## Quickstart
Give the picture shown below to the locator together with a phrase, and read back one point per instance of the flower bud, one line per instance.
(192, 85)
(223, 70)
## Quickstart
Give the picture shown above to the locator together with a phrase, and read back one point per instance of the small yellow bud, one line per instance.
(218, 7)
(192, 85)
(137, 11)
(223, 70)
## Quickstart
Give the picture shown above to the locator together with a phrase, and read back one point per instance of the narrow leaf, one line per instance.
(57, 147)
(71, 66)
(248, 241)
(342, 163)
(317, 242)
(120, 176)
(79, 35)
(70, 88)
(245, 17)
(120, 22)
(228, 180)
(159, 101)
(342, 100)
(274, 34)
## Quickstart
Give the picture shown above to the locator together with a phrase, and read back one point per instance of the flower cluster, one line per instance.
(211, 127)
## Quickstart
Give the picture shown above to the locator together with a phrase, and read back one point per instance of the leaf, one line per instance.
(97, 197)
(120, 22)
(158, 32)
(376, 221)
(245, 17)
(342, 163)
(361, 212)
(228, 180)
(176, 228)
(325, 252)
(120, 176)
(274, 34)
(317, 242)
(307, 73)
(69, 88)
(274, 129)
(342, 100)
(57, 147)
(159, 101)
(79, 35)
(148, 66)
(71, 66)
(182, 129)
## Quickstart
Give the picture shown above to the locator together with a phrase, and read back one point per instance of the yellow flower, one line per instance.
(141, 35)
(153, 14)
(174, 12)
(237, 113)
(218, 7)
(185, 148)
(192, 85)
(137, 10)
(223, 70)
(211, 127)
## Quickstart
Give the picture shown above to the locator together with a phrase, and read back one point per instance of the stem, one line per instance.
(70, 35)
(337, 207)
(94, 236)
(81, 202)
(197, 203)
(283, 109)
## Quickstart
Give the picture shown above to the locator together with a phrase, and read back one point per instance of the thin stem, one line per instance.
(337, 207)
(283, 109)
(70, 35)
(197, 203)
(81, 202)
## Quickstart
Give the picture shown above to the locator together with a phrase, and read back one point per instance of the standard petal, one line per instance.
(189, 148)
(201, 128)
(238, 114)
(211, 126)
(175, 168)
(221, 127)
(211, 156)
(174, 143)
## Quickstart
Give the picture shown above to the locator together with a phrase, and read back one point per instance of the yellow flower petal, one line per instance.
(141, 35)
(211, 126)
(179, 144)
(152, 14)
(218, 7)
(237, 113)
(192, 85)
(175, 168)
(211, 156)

----------------

== Exercise ==
Each line of the listing should be echoed back exactly.

== Solution to this problem ==
## Quickstart
Give the picture shown below to the locator together with a phrase, and read back one point per instance of the flower bud, one line per instance.
(192, 85)
(223, 70)
## Quickstart
Give the picture shown above to the locator together with a phrase, and read back one point per instance of the small yellow bud, one line per instance.
(218, 7)
(192, 85)
(137, 11)
(223, 70)
## Quickstart
Give the picture shown above to the locator together with a phrase, and read back one point per instance of the narrow leaf, one line per instance.
(57, 147)
(71, 66)
(248, 241)
(342, 163)
(317, 242)
(120, 176)
(79, 35)
(70, 88)
(245, 17)
(120, 22)
(228, 180)
(159, 101)
(342, 100)
(274, 34)
## Quickstart
Give the picture shown above to the locator together with a phrase, and read back one point per instance of the flower cluster, one line per instance.
(211, 127)
## Quickstart
Give the picture shown above to the locator together with a phrase, and read back one point per instance of the leaf, one line per instance.
(97, 197)
(120, 22)
(158, 32)
(376, 221)
(245, 17)
(342, 163)
(361, 212)
(228, 180)
(176, 228)
(325, 252)
(120, 176)
(274, 34)
(317, 242)
(307, 73)
(69, 88)
(274, 129)
(342, 100)
(57, 147)
(159, 101)
(79, 35)
(148, 66)
(71, 66)
(182, 129)
## Quickstart
Give the picture shown above to the locator together with a phrase, and read back one point per instance of the yellow flower, one line per instance.
(141, 35)
(153, 14)
(174, 12)
(237, 113)
(218, 7)
(185, 148)
(192, 85)
(137, 10)
(223, 70)
(211, 127)
## Quickstart
Give the picture shown above to the locator together with a phrase, and read back one point per instance of the stem, one line per instance.
(70, 35)
(337, 207)
(94, 236)
(81, 202)
(197, 203)
(283, 109)
## Quickstart
Give the picture shown above to the locator together with a phrase, and read back one point per instance of the thin stem, one line per instance.
(337, 207)
(283, 109)
(70, 35)
(197, 203)
(81, 202)
## Quickstart
Give the picture shown above to the locator together with a phrase, and read back one point per instance of the standard petal, one line per instance.
(189, 148)
(201, 128)
(238, 114)
(211, 126)
(175, 168)
(221, 127)
(211, 156)
(174, 143)
## Quickstart
Give the picture shown above to the locator together with a phrase, and read back one point per instance of the yellow flower petal, one line per instance.
(141, 35)
(211, 126)
(179, 144)
(152, 14)
(218, 7)
(237, 113)
(192, 85)
(175, 168)
(211, 156)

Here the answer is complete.